[Aim of the task] A word-for-word copy of the entries is the only acceptable reply.
[Input Boundary: Start]
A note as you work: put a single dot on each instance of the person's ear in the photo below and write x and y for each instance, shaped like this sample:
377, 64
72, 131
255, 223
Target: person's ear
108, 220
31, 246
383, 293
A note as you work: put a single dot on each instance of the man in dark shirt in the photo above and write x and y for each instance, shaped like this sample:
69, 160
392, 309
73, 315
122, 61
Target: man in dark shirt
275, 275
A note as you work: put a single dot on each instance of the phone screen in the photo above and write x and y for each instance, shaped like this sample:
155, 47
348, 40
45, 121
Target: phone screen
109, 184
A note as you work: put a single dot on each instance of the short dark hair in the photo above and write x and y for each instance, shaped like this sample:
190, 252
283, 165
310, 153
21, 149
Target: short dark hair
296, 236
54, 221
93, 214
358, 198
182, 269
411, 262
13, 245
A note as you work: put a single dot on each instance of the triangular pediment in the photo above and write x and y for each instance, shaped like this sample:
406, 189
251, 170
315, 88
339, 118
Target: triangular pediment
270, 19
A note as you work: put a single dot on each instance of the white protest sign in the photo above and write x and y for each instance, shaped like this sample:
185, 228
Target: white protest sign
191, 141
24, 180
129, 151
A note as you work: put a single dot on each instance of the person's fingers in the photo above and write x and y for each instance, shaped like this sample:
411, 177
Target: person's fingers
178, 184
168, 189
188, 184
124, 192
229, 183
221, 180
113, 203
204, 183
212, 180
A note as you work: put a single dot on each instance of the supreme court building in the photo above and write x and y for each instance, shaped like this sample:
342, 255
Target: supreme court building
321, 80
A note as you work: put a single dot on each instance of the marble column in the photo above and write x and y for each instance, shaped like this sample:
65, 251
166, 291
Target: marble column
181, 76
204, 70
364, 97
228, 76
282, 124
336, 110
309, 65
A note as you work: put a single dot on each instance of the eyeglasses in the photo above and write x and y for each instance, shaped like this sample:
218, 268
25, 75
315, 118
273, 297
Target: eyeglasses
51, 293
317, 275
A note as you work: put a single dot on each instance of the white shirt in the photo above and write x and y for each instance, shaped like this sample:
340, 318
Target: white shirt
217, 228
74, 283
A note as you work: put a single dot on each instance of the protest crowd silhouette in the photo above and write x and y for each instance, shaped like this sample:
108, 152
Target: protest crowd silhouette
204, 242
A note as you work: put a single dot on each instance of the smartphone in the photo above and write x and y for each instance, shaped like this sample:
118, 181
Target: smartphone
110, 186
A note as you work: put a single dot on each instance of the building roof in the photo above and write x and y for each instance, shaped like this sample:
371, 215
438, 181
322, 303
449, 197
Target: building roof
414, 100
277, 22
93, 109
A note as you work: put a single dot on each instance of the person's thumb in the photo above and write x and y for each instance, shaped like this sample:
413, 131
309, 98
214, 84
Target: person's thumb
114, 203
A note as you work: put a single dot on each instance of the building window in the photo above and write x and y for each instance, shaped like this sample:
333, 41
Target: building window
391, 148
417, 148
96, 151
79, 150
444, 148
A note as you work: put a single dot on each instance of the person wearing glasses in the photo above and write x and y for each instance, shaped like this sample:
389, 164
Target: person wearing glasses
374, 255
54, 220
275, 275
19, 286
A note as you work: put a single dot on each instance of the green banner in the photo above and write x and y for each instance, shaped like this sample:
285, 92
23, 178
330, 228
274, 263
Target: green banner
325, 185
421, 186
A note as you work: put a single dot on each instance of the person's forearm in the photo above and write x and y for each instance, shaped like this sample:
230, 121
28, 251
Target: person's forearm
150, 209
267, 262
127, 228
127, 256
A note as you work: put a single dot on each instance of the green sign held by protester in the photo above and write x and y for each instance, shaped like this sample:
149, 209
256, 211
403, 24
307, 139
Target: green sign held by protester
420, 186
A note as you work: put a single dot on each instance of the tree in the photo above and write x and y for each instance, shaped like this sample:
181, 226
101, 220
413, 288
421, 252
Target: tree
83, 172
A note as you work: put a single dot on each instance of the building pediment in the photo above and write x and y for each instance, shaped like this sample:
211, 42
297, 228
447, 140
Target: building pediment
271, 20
[Input Boundary: End]
[Answer box]
A note as you work: put a single dot on each instance of the person's ear in the photo below and write x and y for each instance, shaped like this sample:
377, 64
72, 131
255, 223
Target: person's ear
108, 220
31, 246
383, 293
A note as you work: put a single dot on each instance of the man in dark shirt in the photo above and write x and y for each instance, shaped like this sample:
69, 160
392, 309
73, 315
122, 61
Target: man in dark shirt
275, 275
A note as you work: put a single dot on each instance of the phone screen in the photo above and write x and y for each instance, shaped like this sample:
155, 47
348, 40
45, 121
Target: phone screen
109, 184
A note as you work: put a single dot on each instance of the short dark hair in the photo above and write x and y for each instance, shaped like this sample:
190, 252
283, 165
310, 153
21, 149
Target: short dark hair
296, 236
54, 221
93, 214
358, 198
182, 269
411, 262
13, 245
A note as you work: put a single dot on each instance of the triangular pediment in the photo above and write x and y for each instance, shaped like this sample:
406, 189
251, 170
315, 88
339, 118
Target: triangular pediment
270, 19
A note as you work: put a single dot on each instance of the white protest sign in the photo above and write x and y for each instance, shaped like this sample:
185, 228
Target: white protest sign
191, 141
24, 180
129, 151
A note as you work: put a single dot on each instance of the person's fingers in the photo above and write x and y for each instance, shaped like this sample:
411, 177
Target: person's fingers
178, 184
168, 189
188, 184
124, 192
229, 183
221, 180
113, 203
204, 183
212, 180
A note as you work: put a single dot on each instance of the supreme court building in the photo above and write x and y for each instance, shaped like this sample:
342, 255
Target: supreme court building
321, 80
A note as you work: put a single dot on each instance of the marble column in the photo above and write x and y for each instance, shaped like this sample:
65, 251
166, 291
Target: marble column
181, 76
204, 70
364, 97
228, 76
282, 124
336, 110
309, 65
A note as you work: put a single dot on each instance of the eyeglasses in the photo above and write x and y for each instance, shaped like this sample:
218, 268
25, 75
315, 118
273, 297
Target: eyeglasses
51, 293
317, 275
A note as you work: put a single dot on each instance of the white shirt in the photo above and write x and y for each instance, shaped like this sample:
340, 318
Target: white shirt
217, 228
74, 283
A note as you work: put a single dot on each instance of the protest crowd silhouette in the photo above and write x and y for each instance, shaped like this sample:
108, 152
Target: protest crowd silhouette
204, 242
A note as you work: put a single dot on each instance of the smartphone in the photo above and write x and y for each instance, shaped like this sample:
118, 181
Target: smartphone
110, 186
A note as you work: put a single dot on each instance of the building roof in the photo above and write x and y for each instance, shaped like this sample:
371, 215
438, 181
322, 303
449, 197
Target: building roof
414, 100
277, 22
93, 109
A note as you work: put a single dot on each instance of the person's thumb in the photo above and write x and y for each instance, shaped like this sample:
413, 131
309, 98
214, 84
Target: person's thumb
114, 203
A note as you work: put a single dot on each instance of the building window in the photo above and write x and y for each instance, shaped like this sample:
333, 41
Target: building window
391, 148
417, 148
96, 151
79, 150
444, 148
A note as you work: put a single dot on each instance of the person wearing glasses in the photo above and write x and y for each instance, shaped like this sample:
389, 164
Target: person wearing glasses
374, 255
54, 220
275, 275
19, 286
A note as you work: put a single dot on each instance of the green banner in the photo above and write x and y for each instance, shaped like this sample:
285, 92
23, 178
330, 228
274, 263
Target: green banner
325, 185
421, 186
A note as you work: put a single dot on each instance of the person's forearm in the photo above and write x and y for each instance, shaped like this sample:
230, 121
28, 251
Target: person's forearm
150, 209
267, 262
127, 228
127, 256
A note as you work: put a single dot on each instance of the green sign held by protester in the photo above and write x and y for each instance, shaped like this sample:
149, 209
256, 211
403, 24
307, 139
Target: green sign held by protester
420, 186
A note as you work: put a single dot on each instance of the tree in the photo above and write x and y for each instance, shaped like this sample:
181, 226
101, 220
413, 288
421, 252
Target: tree
83, 172
A note as you work: put a single dot on each instance of the building pediment in the photo above and write x and y for each instance, shaped like this sample:
211, 42
297, 228
447, 140
Target: building pediment
271, 20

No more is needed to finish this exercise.